**ПРИВЕДЁННЫЙ ОТРЫВОК**
·····
По обычаю своего времени он женился на той, кого определили родители, которые делали выбор с точки зрения карьеры. Благодаря браку с графиней Элеонорой Кауниц (1775-1825 годы), внучкой великого государственного деятеля Австрии, дочерью принцессы Оттинген-Шпильберг, он получил доступ в самый узкий круг десяти или двенадцати семей, занимавших “bel etage” габсбургской империи. В браке, заключенном 29 сентября 1795 года в Аустерлице, любовь не принималась в расчет; но с умной, очаровательной, богатой женщиной девятнадцати лет можно было прекрасно жить. Такт, хорошее воспитание, аристократическое savoir-vivre старого режима вполне компенсировали недостаток любви и верности. Неудивительно, что после такого брака политическая и дипломатическая карьера молодого супруга повернула вправо. После Раштаттского инцидента, где он был второстепенной фигурой без какого-либо влияния, в 1801 году Меттерних прибыл в Дрезден в качестве австрийского посла, это была его первая должность, не слишком значительная, зато самостоятельная.
·····
**ИНСТРУКЦИЯ К РАБОТЕ**
Переведите на английский язык следующее предложение из отрывка о браке Меттерниха: «Такт, хорошее воспитание, аристократическое savoir-vivre старого режима вполне компенсировали недостаток любви и верности».

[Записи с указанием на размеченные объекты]
·····
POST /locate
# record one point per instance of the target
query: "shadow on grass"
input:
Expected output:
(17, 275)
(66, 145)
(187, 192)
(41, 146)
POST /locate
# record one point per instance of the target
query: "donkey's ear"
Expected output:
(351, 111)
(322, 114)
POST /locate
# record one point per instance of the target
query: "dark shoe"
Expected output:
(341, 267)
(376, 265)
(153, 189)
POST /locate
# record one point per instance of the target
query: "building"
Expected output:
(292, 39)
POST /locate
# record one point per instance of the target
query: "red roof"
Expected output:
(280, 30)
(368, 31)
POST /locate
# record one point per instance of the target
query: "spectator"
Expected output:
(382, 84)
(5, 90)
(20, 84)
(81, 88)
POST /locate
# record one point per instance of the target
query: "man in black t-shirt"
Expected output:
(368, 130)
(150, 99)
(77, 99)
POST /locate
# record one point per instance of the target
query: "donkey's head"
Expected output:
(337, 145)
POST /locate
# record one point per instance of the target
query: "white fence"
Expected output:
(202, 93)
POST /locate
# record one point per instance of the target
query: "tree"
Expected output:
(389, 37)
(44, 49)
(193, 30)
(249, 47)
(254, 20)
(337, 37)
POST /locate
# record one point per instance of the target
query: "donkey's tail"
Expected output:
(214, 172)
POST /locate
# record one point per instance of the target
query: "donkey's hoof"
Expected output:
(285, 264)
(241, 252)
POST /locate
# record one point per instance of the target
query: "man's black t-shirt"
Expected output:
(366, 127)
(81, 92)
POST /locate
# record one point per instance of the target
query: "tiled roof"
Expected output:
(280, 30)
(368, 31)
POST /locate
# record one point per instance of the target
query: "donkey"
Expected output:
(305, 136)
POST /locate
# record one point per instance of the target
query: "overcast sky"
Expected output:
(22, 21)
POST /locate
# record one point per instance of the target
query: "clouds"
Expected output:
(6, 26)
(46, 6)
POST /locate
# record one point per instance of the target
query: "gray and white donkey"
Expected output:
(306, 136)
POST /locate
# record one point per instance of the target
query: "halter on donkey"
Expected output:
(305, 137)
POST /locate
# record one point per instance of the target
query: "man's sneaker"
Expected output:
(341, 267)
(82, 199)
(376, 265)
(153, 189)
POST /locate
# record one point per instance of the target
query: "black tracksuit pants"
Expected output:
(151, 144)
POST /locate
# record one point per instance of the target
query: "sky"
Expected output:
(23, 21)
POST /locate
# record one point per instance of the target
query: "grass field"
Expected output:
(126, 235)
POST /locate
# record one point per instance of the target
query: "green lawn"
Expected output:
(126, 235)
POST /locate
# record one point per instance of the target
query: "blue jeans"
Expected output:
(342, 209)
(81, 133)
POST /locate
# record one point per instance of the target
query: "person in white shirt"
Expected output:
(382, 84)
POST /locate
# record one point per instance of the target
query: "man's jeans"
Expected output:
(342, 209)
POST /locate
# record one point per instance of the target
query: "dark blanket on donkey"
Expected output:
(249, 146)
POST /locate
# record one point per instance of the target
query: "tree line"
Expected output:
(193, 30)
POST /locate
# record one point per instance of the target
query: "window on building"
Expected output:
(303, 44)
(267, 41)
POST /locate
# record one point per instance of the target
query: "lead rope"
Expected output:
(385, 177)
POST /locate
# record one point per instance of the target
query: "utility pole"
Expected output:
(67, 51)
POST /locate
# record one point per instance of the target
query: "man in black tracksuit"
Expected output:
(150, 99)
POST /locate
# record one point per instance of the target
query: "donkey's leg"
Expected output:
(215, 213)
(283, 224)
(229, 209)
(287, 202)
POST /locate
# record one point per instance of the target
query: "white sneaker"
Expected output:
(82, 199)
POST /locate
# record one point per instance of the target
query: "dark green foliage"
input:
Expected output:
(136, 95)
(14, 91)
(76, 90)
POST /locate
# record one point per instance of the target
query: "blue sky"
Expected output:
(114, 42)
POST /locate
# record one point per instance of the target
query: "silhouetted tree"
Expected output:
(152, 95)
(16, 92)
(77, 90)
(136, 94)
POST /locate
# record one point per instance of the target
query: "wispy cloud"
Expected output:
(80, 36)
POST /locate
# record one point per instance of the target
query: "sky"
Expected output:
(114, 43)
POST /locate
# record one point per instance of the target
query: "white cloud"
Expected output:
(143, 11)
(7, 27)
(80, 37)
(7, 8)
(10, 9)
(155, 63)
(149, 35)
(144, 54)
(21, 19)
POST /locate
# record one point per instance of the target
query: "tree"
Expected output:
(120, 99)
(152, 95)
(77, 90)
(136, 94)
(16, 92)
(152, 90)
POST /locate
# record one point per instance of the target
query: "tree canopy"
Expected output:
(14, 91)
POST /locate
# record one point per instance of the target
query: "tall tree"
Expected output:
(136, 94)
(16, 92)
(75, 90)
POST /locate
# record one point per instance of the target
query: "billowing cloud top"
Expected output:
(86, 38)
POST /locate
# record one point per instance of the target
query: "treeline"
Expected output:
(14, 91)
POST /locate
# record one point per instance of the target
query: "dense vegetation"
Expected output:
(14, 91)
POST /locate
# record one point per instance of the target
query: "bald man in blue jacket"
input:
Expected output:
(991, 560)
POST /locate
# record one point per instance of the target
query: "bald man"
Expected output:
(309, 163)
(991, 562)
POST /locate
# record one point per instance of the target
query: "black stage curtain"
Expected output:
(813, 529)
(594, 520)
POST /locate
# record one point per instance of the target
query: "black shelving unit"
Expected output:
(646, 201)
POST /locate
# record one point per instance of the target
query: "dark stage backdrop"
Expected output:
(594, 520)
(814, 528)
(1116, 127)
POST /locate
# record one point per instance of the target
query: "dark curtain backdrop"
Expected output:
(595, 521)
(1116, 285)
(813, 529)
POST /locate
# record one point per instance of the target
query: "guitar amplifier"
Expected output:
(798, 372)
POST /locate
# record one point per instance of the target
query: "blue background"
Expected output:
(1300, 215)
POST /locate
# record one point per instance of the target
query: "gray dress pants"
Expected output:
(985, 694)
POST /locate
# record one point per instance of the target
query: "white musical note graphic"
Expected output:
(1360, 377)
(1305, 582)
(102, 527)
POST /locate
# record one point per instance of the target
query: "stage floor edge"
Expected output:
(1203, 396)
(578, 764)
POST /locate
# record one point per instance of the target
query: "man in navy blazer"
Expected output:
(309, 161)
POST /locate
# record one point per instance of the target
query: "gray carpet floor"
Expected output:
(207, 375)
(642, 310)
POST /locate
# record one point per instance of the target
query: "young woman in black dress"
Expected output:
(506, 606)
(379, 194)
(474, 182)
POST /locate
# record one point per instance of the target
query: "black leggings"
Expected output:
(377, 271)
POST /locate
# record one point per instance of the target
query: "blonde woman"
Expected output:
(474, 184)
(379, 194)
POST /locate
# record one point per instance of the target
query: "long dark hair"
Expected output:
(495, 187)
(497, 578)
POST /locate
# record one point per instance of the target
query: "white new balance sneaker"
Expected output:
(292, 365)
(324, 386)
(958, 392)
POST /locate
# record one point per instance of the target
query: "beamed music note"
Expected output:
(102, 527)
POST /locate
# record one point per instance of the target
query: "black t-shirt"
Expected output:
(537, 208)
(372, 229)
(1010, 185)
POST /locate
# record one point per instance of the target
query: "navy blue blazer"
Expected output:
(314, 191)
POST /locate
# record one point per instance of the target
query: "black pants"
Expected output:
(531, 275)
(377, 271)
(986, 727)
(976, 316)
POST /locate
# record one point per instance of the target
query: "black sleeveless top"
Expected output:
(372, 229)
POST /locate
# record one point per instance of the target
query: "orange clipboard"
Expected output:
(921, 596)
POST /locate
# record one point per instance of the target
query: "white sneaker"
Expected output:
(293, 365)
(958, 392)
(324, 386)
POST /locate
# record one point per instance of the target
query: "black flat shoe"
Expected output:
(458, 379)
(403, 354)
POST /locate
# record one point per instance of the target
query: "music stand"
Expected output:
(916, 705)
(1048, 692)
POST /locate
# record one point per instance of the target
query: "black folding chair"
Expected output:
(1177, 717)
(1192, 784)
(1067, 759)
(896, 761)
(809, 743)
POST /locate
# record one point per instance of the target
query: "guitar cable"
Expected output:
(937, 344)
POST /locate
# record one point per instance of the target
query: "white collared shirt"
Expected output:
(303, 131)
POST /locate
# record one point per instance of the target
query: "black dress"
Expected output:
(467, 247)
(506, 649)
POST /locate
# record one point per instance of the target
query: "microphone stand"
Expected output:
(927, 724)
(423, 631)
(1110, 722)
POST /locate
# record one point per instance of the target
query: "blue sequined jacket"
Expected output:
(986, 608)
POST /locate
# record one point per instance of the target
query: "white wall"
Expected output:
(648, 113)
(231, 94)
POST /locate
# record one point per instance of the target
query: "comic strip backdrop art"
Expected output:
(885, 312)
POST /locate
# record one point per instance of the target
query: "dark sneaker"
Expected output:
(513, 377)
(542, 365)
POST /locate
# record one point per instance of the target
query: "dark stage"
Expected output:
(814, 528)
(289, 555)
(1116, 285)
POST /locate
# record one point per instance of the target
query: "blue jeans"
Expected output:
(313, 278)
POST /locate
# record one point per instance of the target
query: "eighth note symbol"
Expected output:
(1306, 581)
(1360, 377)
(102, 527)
·····
**ПОЛНЫЙ ОТВЕТ**
Tact, good breeding, and the aristocratic savoir-vivre of the old regime fully made up for the lack of love and fidelity.